The bills require that all economic development tax breaks on both the state and local level be transparent and posted on the state budget website; require improved reporting data to evaluate the success of the investments; require that all tax breaks be affirmatively reviewed and reauthorized after 5 years; set standards for successful economic development programs; and holds companies accountable to their job-creation commitments by requiring companies to pay back the value of the tax break if they fail to meet their promised commitments.
“Government transparency is critical to a healthy democracy. It is especially important when government subsidizes particular interests with public resources,” said Pam Wilmot, Executive Director of Common Cause Massachusetts.
Last month MASSPIRG released a new report called “Getting our Money’s Worth? Promoting Transparency and Accountability for Corporate Tax Subsidies in Massachusetts.”
The report provides analysis of Massachusetts’ special business tax breaks and finds taxpayer dollars are being put at risk due to a lack of accountability measures in many programs. The report analyzes 25 special business tax breaks worth a total of $770 million and found that many tax subsidy programs lack adequate accountability measures, like goals for job creation, recapture measures requiring companies to return subsidies when they fail to deliver promised benefits, sunset dates for subsidy programs, and adequate public transparency and reporting to enable independent assessment.
Massachusetts is a national leader in making many forms of state spending transparent, yet many corporate subsidy programs lack of openness and accountability. The report findings echo many of the reforms called for by last year’s bipartisan Tax Expenditure Commission.
Spending through the tax code merits particular attention because it is not subject to the normal, annual public scrutiny of other line-item spending in the state budget. Unlike conventional budget items, the annual cost of such spending may not be known until after the money is spent. And because programs are often automatically renewed each year, they can continue to impose costs on the Commonwealth without undergoing thorough consideration and annual approval by the Legislature and Governor.

Records provided:
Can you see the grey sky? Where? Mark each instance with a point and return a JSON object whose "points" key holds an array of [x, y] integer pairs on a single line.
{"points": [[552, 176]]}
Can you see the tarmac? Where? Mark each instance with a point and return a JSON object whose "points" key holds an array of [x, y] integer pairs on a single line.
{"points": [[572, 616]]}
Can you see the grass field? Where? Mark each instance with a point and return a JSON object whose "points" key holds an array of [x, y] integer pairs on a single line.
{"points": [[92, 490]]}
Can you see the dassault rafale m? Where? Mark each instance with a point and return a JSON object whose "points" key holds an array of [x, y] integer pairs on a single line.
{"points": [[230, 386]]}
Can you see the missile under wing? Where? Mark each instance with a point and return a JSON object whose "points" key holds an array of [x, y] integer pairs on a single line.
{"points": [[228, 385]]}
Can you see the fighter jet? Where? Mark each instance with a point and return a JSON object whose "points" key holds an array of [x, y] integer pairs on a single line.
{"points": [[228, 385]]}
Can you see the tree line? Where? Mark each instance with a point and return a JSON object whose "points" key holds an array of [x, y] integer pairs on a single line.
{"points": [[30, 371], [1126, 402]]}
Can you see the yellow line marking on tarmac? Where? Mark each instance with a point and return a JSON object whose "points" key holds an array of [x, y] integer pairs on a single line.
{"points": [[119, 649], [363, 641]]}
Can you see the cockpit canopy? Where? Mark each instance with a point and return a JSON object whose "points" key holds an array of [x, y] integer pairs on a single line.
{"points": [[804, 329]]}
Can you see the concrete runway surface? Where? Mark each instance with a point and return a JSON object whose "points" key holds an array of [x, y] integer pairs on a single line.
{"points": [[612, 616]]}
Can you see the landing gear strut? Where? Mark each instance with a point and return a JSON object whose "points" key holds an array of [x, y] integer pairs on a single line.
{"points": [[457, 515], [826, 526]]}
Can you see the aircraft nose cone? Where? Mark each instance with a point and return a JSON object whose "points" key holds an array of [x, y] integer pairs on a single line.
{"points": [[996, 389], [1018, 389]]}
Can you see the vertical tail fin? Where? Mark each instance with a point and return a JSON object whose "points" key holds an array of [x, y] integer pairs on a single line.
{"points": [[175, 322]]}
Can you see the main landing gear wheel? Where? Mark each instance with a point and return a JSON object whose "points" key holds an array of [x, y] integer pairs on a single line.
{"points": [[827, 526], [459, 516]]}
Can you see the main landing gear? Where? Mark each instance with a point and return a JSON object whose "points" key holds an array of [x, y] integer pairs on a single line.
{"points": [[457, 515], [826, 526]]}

Exercise brief:
Return the passage from the Massachusetts tax-break text that starts with "Last month MASSPIRG" and goes on through "enable independent assessment.", copied word for word.

Expected output:
Last month MASSPIRG released a new report called “Getting our Money’s Worth? Promoting Transparency and Accountability for Corporate Tax Subsidies in Massachusetts.”
The report provides analysis of Massachusetts’ special business tax breaks and finds taxpayer dollars are being put at risk due to a lack of accountability measures in many programs. The report analyzes 25 special business tax breaks worth a total of $770 million and found that many tax subsidy programs lack adequate accountability measures, like goals for job creation, recapture measures requiring companies to return subsidies when they fail to deliver promised benefits, sunset dates for subsidy programs, and adequate public transparency and reporting to enable independent assessment.